Express the entries as a two-column CSV with the header columns "entry_text" and "answer", one row per entry. Put each entry's text and its answer in a single quoted field, replacing line breaks with spaces.

Stored entries
* * * * *
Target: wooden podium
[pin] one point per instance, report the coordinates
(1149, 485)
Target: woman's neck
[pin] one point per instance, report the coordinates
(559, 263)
* * * * *
### [SOLVED PROBLEM]
entry_text,answer
"Target: wooden podium [pin] one point per instance, report the coordinates","(1149, 485)"
"Target: woman's neck [pin] one point per instance, report the coordinates","(559, 263)"